_What is required_
Please write the listing below out again exactly, leaving every picture behind.

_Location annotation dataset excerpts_
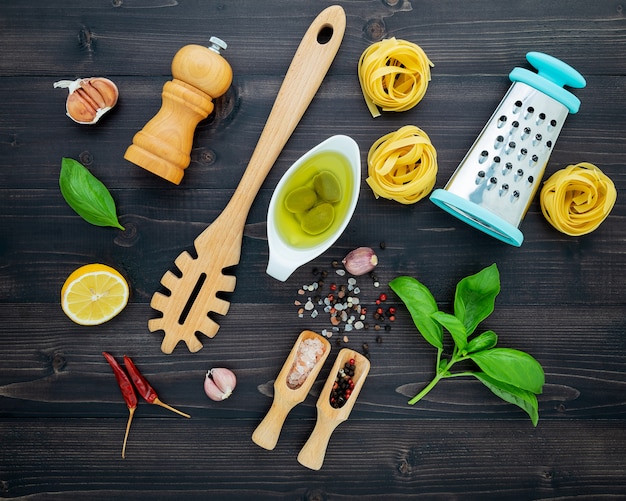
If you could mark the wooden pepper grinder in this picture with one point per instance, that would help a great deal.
(163, 146)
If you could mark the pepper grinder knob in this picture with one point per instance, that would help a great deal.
(163, 146)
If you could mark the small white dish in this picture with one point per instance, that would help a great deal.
(289, 246)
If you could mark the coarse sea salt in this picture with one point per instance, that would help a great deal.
(309, 352)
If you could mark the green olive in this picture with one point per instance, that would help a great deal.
(301, 199)
(327, 187)
(318, 219)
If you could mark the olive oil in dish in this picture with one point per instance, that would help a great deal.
(314, 220)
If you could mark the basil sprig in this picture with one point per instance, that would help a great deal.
(87, 195)
(513, 375)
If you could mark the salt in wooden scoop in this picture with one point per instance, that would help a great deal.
(288, 390)
(328, 417)
(198, 296)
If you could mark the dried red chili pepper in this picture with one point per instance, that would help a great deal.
(127, 392)
(144, 388)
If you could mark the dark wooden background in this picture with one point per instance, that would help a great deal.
(61, 415)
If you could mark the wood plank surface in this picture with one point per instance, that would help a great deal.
(62, 417)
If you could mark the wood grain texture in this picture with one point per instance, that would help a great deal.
(62, 417)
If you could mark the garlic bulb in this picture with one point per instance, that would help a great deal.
(360, 261)
(89, 98)
(219, 383)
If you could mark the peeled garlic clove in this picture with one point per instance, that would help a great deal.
(89, 98)
(219, 383)
(360, 261)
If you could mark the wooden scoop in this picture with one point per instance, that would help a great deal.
(267, 433)
(194, 298)
(328, 418)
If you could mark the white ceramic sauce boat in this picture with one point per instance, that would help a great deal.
(285, 258)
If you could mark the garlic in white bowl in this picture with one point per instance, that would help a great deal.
(89, 98)
(219, 383)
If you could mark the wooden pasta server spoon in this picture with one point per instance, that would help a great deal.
(186, 311)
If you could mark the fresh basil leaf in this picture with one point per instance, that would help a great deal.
(454, 326)
(86, 194)
(510, 366)
(475, 297)
(484, 341)
(522, 398)
(421, 305)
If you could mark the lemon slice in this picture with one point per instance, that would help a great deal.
(94, 294)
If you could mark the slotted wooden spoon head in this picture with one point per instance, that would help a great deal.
(286, 398)
(328, 418)
(195, 297)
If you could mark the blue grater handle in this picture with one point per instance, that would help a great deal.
(552, 75)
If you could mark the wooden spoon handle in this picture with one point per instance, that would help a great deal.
(312, 453)
(267, 433)
(304, 77)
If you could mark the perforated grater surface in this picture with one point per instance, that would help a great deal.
(493, 186)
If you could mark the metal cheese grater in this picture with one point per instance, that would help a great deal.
(494, 184)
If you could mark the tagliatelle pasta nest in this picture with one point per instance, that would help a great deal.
(575, 200)
(394, 75)
(402, 165)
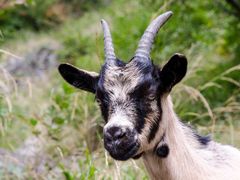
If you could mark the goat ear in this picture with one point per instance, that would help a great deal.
(79, 78)
(173, 72)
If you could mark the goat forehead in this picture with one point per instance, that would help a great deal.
(121, 80)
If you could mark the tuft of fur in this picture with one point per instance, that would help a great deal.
(188, 158)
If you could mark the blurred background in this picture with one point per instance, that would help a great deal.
(49, 130)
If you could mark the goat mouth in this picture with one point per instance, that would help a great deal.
(123, 154)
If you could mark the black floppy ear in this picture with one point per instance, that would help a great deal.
(173, 72)
(79, 78)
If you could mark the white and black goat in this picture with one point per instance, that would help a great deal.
(140, 120)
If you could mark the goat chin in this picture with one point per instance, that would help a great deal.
(187, 159)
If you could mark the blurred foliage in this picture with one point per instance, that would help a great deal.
(208, 97)
(40, 15)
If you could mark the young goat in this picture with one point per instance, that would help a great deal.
(140, 120)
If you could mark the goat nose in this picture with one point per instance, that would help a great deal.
(114, 133)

_Task answer_
If you could mark the wooden pepper grinder in this picture with one point per instance, that would help a great deal.
(163, 146)
If you could mark the pepper grinder knob in this picture with one point per instance, that would help a great deal.
(163, 146)
If you could mark the small white dish in this picture with one point per instance, that would help a great deal.
(289, 246)
If you could mark the coarse sea salt in this picture with one point per instance, that would help a great deal.
(309, 352)
If you could mark the green olive in this picture with one point per instance, that would help a great deal.
(301, 199)
(327, 187)
(318, 219)
If you could mark the olive oil in dish in this picture with one point per instance, that would help a great deal.
(314, 220)
If you could mark the basil sprig in this picture with one point per instance, that would help a great deal.
(87, 195)
(513, 375)
If you could mark the salt in wooden scoop in this picture with one point per instance, that would help a great deal.
(288, 390)
(328, 417)
(198, 296)
If you could mark the dried red chili pepper in this picture with one point per instance, that would help a great deal.
(127, 392)
(144, 388)
If you could mark the dark wooden background in this picture with one point per instance, that would help a great deal.
(61, 415)
If you could mark the wood plank surface in this picture with one point per instance, that would help a great deal.
(62, 417)
If you could mark the wood grain texture in this picture with one point per instance, that would help a great deal.
(62, 417)
If you could mark the garlic bulb in this picture with one point per instance, that would help a great deal.
(360, 261)
(89, 98)
(219, 383)
If you could mark the peeled garlic clove in this picture with one point per instance, that would help a great deal.
(89, 98)
(219, 383)
(360, 261)
If you could mark the wooden scoop in this picture with one point per instance, that would help a great deal.
(267, 433)
(194, 298)
(328, 418)
If you could mark the white ceramic sauce boat in this picture with one point per instance, that would help a great deal.
(285, 258)
If you could mark the garlic in white bowl in this picture with one point per instance, that would help a great deal.
(89, 98)
(219, 383)
If you could mark the wooden pasta server spoon in this picture with one point per instance, that would help a great deal.
(186, 311)
If you could mark the fresh basil leaf in this picture with one point per instance, that would help a great deal.
(454, 326)
(86, 194)
(510, 366)
(475, 297)
(484, 341)
(522, 398)
(421, 305)
If you could mark the lemon slice in this picture with one point per instance, that would help a great deal.
(94, 294)
If you could mark the slotted wooden spoon head in this picture with one point per instance, that would help a great deal.
(286, 398)
(328, 418)
(195, 297)
If you could mark the blue grater handle in this picture with one point per instance, that would help a great deal.
(552, 75)
If you could mark the wooden spoon handle in this picture with one point per instance, that would help a great deal.
(312, 453)
(267, 433)
(304, 77)
If you could mark the perforated grater surface in this picture with one point per instance, that would help a great deal.
(493, 186)
If you could mark the metal cheese grater in this picture with one point per instance, that would help a great deal.
(494, 184)
If you could mark the tagliatelle pasta nest in this picture with one point per instance, that would help a great deal.
(575, 200)
(394, 75)
(402, 165)
If you could mark the goat ear in this picture with one point per instance, that would help a great deal.
(79, 78)
(173, 72)
If you could mark the goat forehead in this picture with one point per instance, that would help a great deal.
(121, 80)
If you could mark the tuft of fur in this picture with one point per instance, that would help a great deal.
(188, 158)
If you could mark the blurred background in this picture with one point per instance, that would help a great deal.
(49, 130)
If you could mark the goat mouth in this picture with one point per instance, that would help a great deal.
(123, 154)
If you could mark the black floppy ear in this picture with one point per instance, that would help a great deal.
(173, 72)
(79, 78)
If you could mark the white and black goat in this picture with one point per instance, that would help a great deal.
(140, 120)
If you could mark the goat chin in this picture with one point per instance, that would help a great deal.
(187, 159)
If you could mark the blurred foliage in this picture with one point per instance, that would help a great deal.
(208, 97)
(40, 15)
If you could mark the young goat in this picture with one point per instance, that would help a great deal.
(140, 120)
If you could mark the goat nose in this picture with one point per instance, that would help a great deal.
(114, 133)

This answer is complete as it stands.